Possible issue?

Hi, we have a indexing heaving cluster that for the last few weeks since upgrading to 1.3.0 has been experiencing timeouts a few times a week. During the period where indexing stops I see this in the logs:

org.elasticsearch.transport.RemoteTransportException: [master][1.1.1.1:9300][cluster:admin/ism/update/managedindexmetadata], Caused by: org.elasticsearch.cluster.metadata.ProcessClusterEventTimeoutException: failed to process cluster event (opendistro-ism) within 30s, at org.elasticsearch.cluster.service.MasterService$Batcher.lambda$onTimeout$0(MasterService.java:134) ~[elasticsearch-7.3.2.jar:7.3.2], at java.util.ArrayList.forEach(ArrayList.java:1540) ~[?:?], at org.elasticsearch.cluster.service.MasterService$Batcher.lambda$onTimeout$1(MasterService.java:133) ~[elasticsearch-7.3.2.jar:7.3.2], at org.elasticsearch.common.util.concurrent.ThreadContext$ContextPreservingRunnable.run(ThreadContext.java:688) ~[elasticsearch-7.3.2.jar:7.3.2], at java.util.concurrent.ThreadPoolExecutor.runWorker(ThreadPoolExecutor.java:1128) ~[?:?], at java.util.concurrent.ThreadPoolExecutor$Worker.run(ThreadPoolExecutor.java:628) ~[?:?], at java.lang.Thread.run(Thread.java:835) ~[?:?]

Not sure if this is anything important but the state of the managed ism indices was “running”.

**Provided records**
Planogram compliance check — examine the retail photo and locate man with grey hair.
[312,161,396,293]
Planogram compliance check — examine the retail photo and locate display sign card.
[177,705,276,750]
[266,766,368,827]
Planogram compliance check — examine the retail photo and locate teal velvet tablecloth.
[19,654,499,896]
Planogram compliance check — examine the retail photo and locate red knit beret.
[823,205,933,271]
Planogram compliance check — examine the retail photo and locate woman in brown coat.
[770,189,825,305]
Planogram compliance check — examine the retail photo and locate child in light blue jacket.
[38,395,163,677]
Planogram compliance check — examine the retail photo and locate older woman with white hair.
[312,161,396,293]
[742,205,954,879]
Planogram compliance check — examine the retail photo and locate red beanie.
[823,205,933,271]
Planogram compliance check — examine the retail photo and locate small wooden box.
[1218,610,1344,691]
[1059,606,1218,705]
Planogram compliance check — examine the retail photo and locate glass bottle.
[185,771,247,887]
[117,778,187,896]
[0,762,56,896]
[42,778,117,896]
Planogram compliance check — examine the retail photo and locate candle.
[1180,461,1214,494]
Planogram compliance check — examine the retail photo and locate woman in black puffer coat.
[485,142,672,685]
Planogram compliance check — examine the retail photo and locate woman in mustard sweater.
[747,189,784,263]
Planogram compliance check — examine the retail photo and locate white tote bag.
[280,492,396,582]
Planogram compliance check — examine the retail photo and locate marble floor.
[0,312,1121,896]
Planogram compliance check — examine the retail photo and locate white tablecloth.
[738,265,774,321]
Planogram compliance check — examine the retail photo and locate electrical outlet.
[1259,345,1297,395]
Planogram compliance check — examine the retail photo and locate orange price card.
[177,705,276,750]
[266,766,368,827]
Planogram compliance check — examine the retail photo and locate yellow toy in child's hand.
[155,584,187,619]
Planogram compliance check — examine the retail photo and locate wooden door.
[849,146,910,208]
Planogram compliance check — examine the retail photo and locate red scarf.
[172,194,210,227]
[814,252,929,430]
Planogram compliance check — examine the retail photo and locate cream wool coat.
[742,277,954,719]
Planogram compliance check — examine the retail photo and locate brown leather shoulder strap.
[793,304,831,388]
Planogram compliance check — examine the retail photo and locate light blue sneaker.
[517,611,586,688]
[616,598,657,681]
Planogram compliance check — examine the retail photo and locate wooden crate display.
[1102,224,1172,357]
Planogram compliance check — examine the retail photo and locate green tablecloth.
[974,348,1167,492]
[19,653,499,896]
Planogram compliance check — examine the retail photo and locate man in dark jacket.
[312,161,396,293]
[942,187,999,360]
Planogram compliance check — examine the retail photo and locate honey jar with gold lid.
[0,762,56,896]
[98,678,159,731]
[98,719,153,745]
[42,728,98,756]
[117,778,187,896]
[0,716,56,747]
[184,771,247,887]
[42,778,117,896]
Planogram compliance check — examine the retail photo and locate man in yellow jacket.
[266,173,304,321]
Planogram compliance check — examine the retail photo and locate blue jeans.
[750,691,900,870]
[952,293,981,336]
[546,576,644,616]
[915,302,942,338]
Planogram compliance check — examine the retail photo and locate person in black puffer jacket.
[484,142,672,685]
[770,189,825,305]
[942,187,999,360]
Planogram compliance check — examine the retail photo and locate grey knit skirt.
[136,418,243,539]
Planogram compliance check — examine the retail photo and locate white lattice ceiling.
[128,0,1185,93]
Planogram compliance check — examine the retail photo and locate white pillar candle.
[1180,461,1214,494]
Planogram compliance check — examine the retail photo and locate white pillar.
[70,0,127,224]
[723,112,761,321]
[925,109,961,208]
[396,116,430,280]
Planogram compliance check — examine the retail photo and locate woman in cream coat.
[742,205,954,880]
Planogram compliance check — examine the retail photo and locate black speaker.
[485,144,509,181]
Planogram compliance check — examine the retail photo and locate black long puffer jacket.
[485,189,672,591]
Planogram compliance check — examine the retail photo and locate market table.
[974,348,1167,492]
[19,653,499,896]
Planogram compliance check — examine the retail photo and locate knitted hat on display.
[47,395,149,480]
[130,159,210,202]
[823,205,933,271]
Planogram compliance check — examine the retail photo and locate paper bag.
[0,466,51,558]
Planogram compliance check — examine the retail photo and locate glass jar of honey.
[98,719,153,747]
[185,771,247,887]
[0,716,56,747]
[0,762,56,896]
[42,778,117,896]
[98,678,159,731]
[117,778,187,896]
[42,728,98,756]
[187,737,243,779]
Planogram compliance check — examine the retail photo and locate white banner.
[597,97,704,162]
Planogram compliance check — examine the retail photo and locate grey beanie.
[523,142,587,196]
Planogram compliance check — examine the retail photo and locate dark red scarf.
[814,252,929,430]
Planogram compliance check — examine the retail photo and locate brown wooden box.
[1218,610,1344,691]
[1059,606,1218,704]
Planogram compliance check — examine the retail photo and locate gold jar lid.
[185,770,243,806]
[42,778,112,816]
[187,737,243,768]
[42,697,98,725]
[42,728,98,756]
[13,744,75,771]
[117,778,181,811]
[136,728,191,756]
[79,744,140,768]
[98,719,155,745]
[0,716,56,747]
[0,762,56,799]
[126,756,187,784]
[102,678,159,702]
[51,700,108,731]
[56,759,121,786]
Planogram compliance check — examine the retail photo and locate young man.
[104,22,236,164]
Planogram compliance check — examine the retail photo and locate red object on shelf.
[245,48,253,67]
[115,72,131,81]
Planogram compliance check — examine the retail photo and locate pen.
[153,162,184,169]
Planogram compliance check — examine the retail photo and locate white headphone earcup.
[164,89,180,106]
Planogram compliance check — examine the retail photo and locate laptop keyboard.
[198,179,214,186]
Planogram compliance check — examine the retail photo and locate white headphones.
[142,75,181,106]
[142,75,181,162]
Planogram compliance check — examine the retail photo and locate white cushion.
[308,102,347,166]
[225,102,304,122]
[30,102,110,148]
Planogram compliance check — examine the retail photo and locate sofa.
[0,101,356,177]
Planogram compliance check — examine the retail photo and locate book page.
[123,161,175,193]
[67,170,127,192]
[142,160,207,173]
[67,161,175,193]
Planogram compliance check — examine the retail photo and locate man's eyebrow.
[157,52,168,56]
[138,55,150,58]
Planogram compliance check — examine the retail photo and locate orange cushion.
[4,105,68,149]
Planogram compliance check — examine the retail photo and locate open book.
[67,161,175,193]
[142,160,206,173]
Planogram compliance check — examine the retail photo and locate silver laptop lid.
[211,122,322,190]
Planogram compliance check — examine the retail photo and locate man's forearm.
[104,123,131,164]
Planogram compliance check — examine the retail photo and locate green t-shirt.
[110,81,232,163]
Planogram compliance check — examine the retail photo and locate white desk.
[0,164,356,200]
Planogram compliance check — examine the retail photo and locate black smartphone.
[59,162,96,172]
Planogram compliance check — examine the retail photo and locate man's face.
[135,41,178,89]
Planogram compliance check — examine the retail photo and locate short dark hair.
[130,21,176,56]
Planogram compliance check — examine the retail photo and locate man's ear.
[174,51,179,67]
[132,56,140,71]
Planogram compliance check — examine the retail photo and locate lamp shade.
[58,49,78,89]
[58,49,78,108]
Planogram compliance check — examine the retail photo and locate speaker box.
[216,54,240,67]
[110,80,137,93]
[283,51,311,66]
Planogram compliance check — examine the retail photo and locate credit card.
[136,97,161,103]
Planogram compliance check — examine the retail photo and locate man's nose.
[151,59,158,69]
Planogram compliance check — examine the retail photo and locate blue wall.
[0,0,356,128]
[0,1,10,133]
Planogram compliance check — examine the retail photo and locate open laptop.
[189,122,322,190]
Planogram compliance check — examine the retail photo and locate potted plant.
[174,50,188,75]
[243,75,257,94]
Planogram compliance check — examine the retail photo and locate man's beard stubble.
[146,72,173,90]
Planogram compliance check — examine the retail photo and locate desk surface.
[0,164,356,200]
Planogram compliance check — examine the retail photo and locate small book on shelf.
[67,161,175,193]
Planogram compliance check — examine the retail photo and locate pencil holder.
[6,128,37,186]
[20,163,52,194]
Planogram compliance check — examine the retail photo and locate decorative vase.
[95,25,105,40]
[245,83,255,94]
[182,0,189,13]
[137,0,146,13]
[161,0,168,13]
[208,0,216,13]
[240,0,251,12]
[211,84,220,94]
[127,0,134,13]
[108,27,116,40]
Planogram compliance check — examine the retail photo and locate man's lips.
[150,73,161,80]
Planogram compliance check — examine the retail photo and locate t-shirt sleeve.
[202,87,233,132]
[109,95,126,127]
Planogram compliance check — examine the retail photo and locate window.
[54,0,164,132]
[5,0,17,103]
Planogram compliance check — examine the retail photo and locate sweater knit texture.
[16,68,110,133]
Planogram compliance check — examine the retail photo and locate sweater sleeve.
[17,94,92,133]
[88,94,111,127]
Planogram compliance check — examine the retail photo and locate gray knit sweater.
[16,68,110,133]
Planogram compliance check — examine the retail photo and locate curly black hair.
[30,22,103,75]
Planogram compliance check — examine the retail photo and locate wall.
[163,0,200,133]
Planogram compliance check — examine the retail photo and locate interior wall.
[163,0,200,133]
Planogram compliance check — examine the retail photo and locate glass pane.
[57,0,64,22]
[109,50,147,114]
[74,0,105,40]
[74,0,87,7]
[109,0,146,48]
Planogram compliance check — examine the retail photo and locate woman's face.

**Written task**
Pick up the forum post about indexing timeouts after the upgrade to 1.3.0 and carry it on from its final sentence.

**Response to the task**
For a test I removed all policies and managed indices from ISM to see if there is any improvement.
Has anyone else seen issues like this?

Hi @jasonrojas,

How many managed indices do you have in ISM?
When you removed the policies/managed indices from ISM did you see the timeouts stop or were they still happening?

Thanks,
Drew

I think I had manually applied the policy to about 30 indices.

The cluster had no issues last night so only time will tell if this was the issue.

@jasonrojas

30 indices wouldn’t be enough to cause master cluster state queue to be backed up purely from ISM.
If you could also answer these questions, might be able to help us pinpoint and replicate:

  • How much data do you have in the cluster
  • How many indices/shards do you have
  • What type of instances are you using
  • What is the ingestion throughput you average

Also is the timeout exceptions only occurring for ISM cluster events or other cluster events too?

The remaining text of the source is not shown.